Text excerpt:

>>>

GAA

Cahair O’Kane: The kind of joy that is just indescribable

Glen's Declan Dougan at the end of AIB GAA Football All-Ireland Senior Club Championship - Semi-Final between Kilmacud Crokes and Glen at Pairc Esler in Newry.

MICHAEL Murphy stands on the 13-metre line, tossing the ball back into his own hands. Nothing left now only hit it as hard as he can.

The wall of red on the goal-line stops the ball. It falls back for Ryan McHugh, on his left foot. Derry men fall over each other to get blocking it. The loose ball is scrambled away out the back and up the sideline in front of the Gerry Arthurs Stand.

Every so often, the video of that moment pops up on my timeline.

Derry hadn’t won Ulster for 24 years. And in that one minute, every bit of the angst and tension and fear and joy are audible.

What’s most inescapable is the squealing delight in the background of Eoin McNicholl, whose voice in those few seconds is embedded in my skull.

The Ulster GAA employee is a former Derry goalkeeper. He was there that day on official duty, laptop in hand, sat in the overflow press area at the back of the main stand.

<<<

Exercise requirements:
1 – Answer these questions about the GAA article:
(a) For how many years had Derry gone without winning Ulster?
(b) Which player receives the ball on his left foot after the wall on the goal-line stops Murphy's shot?
(c) Where was Eoin McNicholl sitting that day?
2 – Retype the GAA article word for word, starting at "Cahair O’Kane: The" and ending at "joy are audible.".

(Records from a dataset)

>>>

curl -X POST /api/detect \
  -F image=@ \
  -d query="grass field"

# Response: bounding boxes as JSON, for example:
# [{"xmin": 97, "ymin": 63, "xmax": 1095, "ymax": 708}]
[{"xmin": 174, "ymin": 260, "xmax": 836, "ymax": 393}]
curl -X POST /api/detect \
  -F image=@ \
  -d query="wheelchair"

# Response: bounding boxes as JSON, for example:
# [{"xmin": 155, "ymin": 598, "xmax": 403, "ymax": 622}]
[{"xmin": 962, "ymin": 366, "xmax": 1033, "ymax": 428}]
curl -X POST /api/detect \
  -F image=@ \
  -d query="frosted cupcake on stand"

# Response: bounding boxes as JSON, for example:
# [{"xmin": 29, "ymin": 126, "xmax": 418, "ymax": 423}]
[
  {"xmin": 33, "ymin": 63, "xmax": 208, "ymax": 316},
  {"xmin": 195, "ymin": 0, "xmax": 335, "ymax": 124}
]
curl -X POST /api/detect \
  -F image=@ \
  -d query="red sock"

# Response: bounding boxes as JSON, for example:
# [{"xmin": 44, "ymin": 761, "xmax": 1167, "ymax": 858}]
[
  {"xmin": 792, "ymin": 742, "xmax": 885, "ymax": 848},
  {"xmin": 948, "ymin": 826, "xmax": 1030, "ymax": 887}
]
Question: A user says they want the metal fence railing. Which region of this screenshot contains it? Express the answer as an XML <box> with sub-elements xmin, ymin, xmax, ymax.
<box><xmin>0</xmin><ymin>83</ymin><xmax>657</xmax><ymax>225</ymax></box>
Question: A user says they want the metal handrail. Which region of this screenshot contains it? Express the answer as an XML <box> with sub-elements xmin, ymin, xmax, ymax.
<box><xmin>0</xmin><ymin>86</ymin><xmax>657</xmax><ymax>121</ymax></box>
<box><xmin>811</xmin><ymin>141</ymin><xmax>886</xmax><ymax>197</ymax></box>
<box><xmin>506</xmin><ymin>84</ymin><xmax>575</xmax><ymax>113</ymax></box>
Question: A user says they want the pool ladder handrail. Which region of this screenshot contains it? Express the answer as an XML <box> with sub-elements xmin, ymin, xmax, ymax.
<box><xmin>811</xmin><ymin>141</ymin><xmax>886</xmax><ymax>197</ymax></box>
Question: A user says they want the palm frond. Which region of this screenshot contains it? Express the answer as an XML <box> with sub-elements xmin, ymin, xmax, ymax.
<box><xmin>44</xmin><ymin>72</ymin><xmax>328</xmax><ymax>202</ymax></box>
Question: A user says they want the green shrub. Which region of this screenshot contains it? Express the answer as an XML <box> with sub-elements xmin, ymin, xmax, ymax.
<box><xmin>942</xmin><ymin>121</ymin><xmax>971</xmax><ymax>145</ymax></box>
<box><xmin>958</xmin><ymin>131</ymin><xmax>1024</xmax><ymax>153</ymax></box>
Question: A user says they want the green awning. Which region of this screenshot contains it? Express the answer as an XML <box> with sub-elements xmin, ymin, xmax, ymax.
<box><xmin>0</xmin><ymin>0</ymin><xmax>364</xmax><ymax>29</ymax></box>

<<<

Solutions to each task:
1 –
(a) 24 years.
(b) Ryan McHugh.
(c) In the overflow press area at the back of the main stand.

2 –
Cahair O’Kane: The kind of joy that is just indescribable

Glen's Declan Dougan at the end of AIB GAA Football All-Ireland Senior Club Championship - Semi-Final between Kilmacud Crokes and Glen at Pairc Esler in Newry.

MICHAEL Murphy stands on the 13-metre line, tossing the ball back into his own hands. Nothing left now only hit it as hard as he can.

The wall of red on the goal-line stops the ball. It falls back for Ryan McHugh, on his left foot. Derry men fall over each other to get blocking it. The loose ball is scrambled away out the back and up the sideline in front of the Gerry Arthurs Stand.

Every so often, the video of that moment pops up on my timeline.

Derry hadn’t won Ulster for 24 years. And in that one minute, every bit of the angst and tension and fear and joy are audible.